Exercise text:
* * * * * * * * *
Dysplastic nevus vs Melanoma

Q:
Dysplastic nevus vs Melanoma

A:
What is a dysplastic nevus?

A dysplastic nevus is a mole that exists in the spectrum between a benign mole and melanoma. Dysplastic nevus is usually flat with a smooth, slightly scaly, or pebbly surface, and it has an irregular edge that may fade into the surrounding skin. This condition typically occurs in areas that is exposed to the sun, though it can be seen in any part of your body.

What is melanoma?

Melanoma is a type of skin cancer that begins in melanocytes. It may invade nearby tissues and spread to other parts of body. Therefore, it is potentially dangerous.

Melanoma can develop from dysplastic nevi. Most dysplastic nevi remain stable over time and won’t progress into melanoma that finally leads to health problems. However, the risk does exist. Moreover, the more dysplastic nevi you have, the greater the chance of developing melanoma is.
* * * * * * * * *
Directions:
a – According to the text on dysplastic nevi and melanoma, where does a dysplastic nevus typically occur?
b – Extend the text on dysplastic nevi and melanoma by writing the next passage after its final sentence.
The items that come next play no part in this exercise.
* * * * * * * * *
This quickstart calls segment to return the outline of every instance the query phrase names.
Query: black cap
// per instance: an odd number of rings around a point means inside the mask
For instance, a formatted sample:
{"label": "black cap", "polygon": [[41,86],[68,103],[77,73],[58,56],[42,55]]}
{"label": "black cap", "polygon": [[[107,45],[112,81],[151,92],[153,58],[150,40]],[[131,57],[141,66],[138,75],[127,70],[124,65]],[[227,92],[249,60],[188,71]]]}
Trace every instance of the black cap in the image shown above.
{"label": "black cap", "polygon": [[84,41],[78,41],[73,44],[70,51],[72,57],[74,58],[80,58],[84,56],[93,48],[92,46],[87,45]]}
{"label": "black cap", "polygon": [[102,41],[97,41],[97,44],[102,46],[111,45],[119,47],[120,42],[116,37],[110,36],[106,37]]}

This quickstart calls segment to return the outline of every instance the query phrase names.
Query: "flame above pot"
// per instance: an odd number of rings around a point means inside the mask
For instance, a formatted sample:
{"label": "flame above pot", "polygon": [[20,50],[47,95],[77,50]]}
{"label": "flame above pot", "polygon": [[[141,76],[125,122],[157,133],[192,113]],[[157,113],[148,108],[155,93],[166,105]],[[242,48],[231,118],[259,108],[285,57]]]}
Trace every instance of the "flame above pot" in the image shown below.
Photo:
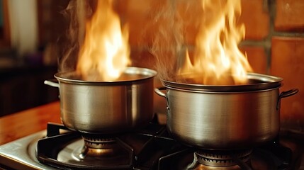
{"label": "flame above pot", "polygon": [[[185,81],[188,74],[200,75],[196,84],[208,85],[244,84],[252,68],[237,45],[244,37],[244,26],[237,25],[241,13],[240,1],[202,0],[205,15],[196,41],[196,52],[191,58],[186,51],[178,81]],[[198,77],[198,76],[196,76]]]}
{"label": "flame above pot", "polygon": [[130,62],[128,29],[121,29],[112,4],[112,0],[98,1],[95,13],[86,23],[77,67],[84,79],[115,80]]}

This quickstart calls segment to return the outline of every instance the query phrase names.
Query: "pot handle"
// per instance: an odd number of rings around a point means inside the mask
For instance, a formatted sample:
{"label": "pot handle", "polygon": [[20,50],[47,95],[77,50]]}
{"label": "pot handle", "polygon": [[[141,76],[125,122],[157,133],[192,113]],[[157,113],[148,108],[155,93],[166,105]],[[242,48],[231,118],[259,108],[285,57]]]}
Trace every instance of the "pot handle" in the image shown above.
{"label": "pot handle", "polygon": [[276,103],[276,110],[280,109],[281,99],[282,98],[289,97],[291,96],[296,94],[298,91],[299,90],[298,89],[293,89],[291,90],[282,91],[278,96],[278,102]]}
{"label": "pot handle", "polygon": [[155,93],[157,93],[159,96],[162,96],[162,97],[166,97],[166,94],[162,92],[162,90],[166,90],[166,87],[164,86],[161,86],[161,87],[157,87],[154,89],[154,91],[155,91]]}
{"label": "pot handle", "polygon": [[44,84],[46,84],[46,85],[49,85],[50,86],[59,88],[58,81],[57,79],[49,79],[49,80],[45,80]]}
* * * * * * * * *
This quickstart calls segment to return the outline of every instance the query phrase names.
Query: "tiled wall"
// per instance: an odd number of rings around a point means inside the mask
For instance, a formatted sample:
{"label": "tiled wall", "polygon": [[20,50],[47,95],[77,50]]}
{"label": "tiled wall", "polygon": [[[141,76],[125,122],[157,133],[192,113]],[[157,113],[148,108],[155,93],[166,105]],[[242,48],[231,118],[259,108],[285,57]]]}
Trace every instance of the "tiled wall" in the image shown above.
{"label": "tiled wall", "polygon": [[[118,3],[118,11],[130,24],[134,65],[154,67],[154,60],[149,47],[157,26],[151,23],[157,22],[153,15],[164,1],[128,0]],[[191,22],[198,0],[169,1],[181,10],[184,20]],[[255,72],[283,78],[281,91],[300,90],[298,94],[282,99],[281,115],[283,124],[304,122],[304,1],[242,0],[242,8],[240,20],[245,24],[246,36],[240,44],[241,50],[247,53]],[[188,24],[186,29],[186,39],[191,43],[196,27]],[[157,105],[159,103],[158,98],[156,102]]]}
* * * * * * * * *
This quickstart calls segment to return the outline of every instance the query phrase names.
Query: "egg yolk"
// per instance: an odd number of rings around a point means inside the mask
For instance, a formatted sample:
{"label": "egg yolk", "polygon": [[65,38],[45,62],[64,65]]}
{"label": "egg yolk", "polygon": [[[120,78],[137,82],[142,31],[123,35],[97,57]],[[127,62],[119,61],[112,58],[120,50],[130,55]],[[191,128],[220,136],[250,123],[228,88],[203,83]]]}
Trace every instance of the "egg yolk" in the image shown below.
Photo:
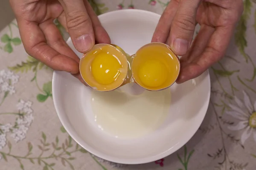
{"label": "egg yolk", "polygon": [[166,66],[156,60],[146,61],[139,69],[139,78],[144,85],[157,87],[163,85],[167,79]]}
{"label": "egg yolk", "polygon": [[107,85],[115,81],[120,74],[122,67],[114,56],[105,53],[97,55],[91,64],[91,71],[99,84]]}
* * * * * * * * *
Answers in order:
a – In areas exposed to the sun, though it can appear on any part of the body.

b –
The primary difference between dysplastic nevus and melanoma is that the former one is not a cancer, but melanoma is. Besides, the surface texture of them differs. Dysplastic nevus may have a smooth, slightly scaly, or rough, irregular, and pebbly appearance, while melanoma may break down and look scraped, become hard or lumpy, or ooze or bleed.

If you have a large number of dysplastic nevi and become worried that they will turn into melanoma, speak to a doctor for professional advice.

Keywords: dysplastic nevus; melanoma; skin cancer.